**Цель задания**: Измените строки ниже: во всех строках замените «marker» на «dot», а остальное оставьте как есть.

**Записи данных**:
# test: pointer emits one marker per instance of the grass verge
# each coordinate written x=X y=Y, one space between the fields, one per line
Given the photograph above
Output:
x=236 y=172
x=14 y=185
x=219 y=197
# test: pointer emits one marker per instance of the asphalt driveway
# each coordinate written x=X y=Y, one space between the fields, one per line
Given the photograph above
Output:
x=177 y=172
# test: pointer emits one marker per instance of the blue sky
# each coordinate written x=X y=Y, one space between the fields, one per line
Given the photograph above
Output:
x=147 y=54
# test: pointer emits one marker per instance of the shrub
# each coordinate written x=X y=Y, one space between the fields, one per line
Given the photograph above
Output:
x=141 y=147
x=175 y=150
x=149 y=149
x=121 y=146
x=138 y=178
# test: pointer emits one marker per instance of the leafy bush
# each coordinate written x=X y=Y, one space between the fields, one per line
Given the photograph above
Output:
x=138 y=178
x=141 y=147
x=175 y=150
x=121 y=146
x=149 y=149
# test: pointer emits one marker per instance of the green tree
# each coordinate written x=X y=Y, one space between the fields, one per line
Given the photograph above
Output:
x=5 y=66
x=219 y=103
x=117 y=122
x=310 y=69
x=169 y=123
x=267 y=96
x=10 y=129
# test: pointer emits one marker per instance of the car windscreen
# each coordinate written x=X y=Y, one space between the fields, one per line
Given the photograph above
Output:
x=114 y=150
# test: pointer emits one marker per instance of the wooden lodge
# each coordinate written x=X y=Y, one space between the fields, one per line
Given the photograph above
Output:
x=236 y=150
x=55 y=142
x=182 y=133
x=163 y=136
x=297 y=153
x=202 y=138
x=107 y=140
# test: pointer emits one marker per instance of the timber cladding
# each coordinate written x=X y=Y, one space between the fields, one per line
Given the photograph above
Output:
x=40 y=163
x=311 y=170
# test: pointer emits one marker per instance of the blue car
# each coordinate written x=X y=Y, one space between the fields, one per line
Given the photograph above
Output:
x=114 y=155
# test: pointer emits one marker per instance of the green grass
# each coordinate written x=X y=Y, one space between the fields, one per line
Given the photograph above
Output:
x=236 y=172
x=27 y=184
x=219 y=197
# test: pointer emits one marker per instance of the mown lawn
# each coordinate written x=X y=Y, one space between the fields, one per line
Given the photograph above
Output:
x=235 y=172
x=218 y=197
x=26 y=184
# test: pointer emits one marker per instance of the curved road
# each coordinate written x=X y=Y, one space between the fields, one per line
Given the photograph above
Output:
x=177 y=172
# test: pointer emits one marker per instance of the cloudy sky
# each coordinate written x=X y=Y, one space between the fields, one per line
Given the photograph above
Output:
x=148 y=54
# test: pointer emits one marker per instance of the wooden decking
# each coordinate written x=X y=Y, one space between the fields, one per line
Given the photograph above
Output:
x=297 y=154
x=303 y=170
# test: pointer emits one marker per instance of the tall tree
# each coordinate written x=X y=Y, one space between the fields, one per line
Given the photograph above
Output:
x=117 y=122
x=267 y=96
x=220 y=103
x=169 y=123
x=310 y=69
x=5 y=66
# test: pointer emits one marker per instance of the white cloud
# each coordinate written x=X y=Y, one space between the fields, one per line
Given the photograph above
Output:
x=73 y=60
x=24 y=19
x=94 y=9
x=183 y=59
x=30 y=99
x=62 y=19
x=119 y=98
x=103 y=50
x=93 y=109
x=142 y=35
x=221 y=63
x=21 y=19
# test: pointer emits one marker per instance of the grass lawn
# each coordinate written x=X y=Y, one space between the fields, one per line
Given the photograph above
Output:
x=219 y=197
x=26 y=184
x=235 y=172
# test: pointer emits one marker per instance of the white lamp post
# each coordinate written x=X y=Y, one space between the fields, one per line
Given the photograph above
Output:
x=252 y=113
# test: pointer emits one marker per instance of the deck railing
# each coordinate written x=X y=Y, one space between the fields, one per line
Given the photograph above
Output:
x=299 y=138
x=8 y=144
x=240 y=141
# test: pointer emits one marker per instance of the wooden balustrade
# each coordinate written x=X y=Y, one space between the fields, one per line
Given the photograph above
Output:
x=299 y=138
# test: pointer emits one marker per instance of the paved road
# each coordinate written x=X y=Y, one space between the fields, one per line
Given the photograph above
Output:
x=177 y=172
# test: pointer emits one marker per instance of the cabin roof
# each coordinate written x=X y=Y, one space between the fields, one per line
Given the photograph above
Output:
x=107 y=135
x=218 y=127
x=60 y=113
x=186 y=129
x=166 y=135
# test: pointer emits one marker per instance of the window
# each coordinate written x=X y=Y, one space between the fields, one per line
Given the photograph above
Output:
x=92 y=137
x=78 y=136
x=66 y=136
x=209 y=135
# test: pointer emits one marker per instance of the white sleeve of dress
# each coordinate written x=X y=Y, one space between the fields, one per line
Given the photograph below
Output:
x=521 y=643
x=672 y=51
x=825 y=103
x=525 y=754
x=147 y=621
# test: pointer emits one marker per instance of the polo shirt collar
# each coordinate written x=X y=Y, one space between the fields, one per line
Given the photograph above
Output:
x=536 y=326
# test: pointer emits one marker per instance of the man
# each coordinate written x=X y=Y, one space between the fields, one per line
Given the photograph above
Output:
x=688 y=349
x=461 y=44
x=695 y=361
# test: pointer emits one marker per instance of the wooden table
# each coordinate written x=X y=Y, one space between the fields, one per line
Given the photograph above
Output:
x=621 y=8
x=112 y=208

**Результат упражнения**:
# test: pointer emits one dot per instance of the grass verge
# each coordinate written x=X y=Y, one space between the fields, one per line
Given the photograph above
Output:
x=236 y=172
x=14 y=185
x=219 y=197
# test: pointer emits one dot per instance of the asphalt driveway
# each coordinate written x=X y=Y, one space between the fields, one per line
Given the photograph above
Output:
x=177 y=172
# test: pointer emits one dot per instance of the blue sky
# each coordinate written x=X y=Y, one space between the fields, one per line
Given the photograph above
Output:
x=147 y=54
# test: pointer emits one dot per instance of the shrub
# each coordinate written x=X y=Y, one space between the fields, one per line
Given the photograph above
Output:
x=141 y=147
x=175 y=150
x=149 y=149
x=121 y=146
x=138 y=178
# test: pointer emits one dot per instance of the leafy bush
# each coordinate written x=X y=Y, one space between the fields, one per line
Given the photograph above
Output:
x=138 y=178
x=141 y=147
x=175 y=150
x=121 y=146
x=149 y=149
# test: pointer emits one dot per instance of the green tree
# each coordinate written x=X y=Y, one space between the fields, one per line
Given the photograph above
Output:
x=5 y=66
x=219 y=103
x=117 y=122
x=310 y=69
x=169 y=123
x=267 y=96
x=10 y=129
# test: pointer emits one dot per instance of the car windscreen
# each coordinate written x=X y=Y, one space between the fields, one per line
Given the photograph above
Output:
x=114 y=150
# test: pointer emits one dot per instance of the wooden lodge
# each coordinate written x=X y=Y, one space between the fields, one per line
Given the photograph above
Output:
x=236 y=150
x=55 y=142
x=182 y=133
x=163 y=136
x=297 y=153
x=202 y=138
x=107 y=140
# test: pointer emits one dot per instance of the timber cladding
# each coordinate written x=X y=Y, one space between the fields, one per line
Given the photograph above
Output:
x=40 y=163
x=311 y=170
# test: pointer emits one dot per instance of the blue car
# each coordinate written x=X y=Y, one space between the fields, one per line
Given the photograph above
Output:
x=114 y=155
# test: pointer emits one dot per instance of the green grass
# each coordinate written x=X y=Y, one space between the fields, one per line
Given the photograph above
Output:
x=236 y=172
x=27 y=184
x=219 y=197
# test: pointer emits one dot per instance of the mown lawn
# each coordinate written x=X y=Y, one space between the fields, one per line
Given the photograph above
Output:
x=235 y=172
x=218 y=197
x=26 y=184
# test: pointer emits one dot per instance of the curved road
# each coordinate written x=X y=Y, one space between the fields, one per line
Given the photograph above
Output:
x=177 y=172
# test: pointer emits one dot per instance of the cloudy sky
# each coordinate written x=X y=Y, one space between the fields, one per line
Given the photograph above
Output:
x=148 y=54
# test: pointer emits one dot per instance of the wooden decking
# each coordinate written x=X y=Y, one space between the fields, one per line
Given the photograph above
Output:
x=297 y=154
x=303 y=170
# test: pointer emits one dot per instance of the tall tree
# each coordinate written x=X y=Y, one space between the fields, one per line
Given the photograph above
Output:
x=117 y=122
x=267 y=96
x=220 y=103
x=169 y=123
x=310 y=69
x=5 y=66
# test: pointer emits one dot per instance of the white cloud
# each coordinate written x=X y=Y, one space between the fields, one per line
Given the photograph above
Output:
x=73 y=60
x=24 y=19
x=94 y=9
x=183 y=59
x=30 y=99
x=62 y=19
x=119 y=98
x=103 y=50
x=93 y=109
x=142 y=35
x=221 y=63
x=21 y=19
# test: pointer emits one dot per instance of the grass lawn
# each coordinate written x=X y=Y, one space between the fields, one per line
Given the photograph above
Output:
x=219 y=197
x=26 y=184
x=235 y=172
# test: pointer emits one dot per instance of the white lamp post
# each coordinate written x=X y=Y, one space between the fields, one per line
Given the photograph above
Output:
x=252 y=113
# test: pointer emits one dot per instance of the deck railing
# each coordinate written x=X y=Y, one space between the fields, one per line
Given the photograph above
Output:
x=299 y=138
x=8 y=144
x=240 y=141
# test: pointer emits one dot per instance of the wooden balustrade
# each coordinate written x=X y=Y, one space between the fields, one per line
Given the photograph above
Output:
x=299 y=138
# test: pointer emits one dot per instance of the paved road
# each coordinate written x=X y=Y, one space between the fields, one per line
Given the photograph above
Output:
x=177 y=172
# test: pointer emits one dot per instance of the cabin roof
# each coordinate written x=X y=Y, one space between the fields, one per line
Given the photograph above
Output:
x=107 y=135
x=218 y=127
x=60 y=113
x=186 y=129
x=166 y=135
# test: pointer emits one dot per instance of the window
# each coordinate written x=X y=Y, one space between the fields, one per line
Given the photograph above
Output:
x=92 y=137
x=78 y=136
x=66 y=136
x=209 y=135
# test: pointer emits one dot per instance of the white sleeve of dress
# each coordinate written x=X y=Y, one space between the fields, one per line
Given the photograph below
Output:
x=521 y=643
x=672 y=51
x=825 y=103
x=525 y=754
x=147 y=621
# test: pointer emits one dot per instance of the polo shirt collar
# each coordinate written x=X y=Y, one space between the fields, one per line
Given the photograph above
Output:
x=536 y=326
# test: pointer emits one dot per instance of the man
# each coordinate written x=X y=Y, one space between the fields, one per line
Given the photograph above
Output:
x=688 y=349
x=461 y=44
x=695 y=361
# test: pointer emits one dot per instance of the wooden table
# each coordinate written x=X y=Y, one space between the fields, one per line
Given the photograph above
Output:
x=621 y=8
x=112 y=208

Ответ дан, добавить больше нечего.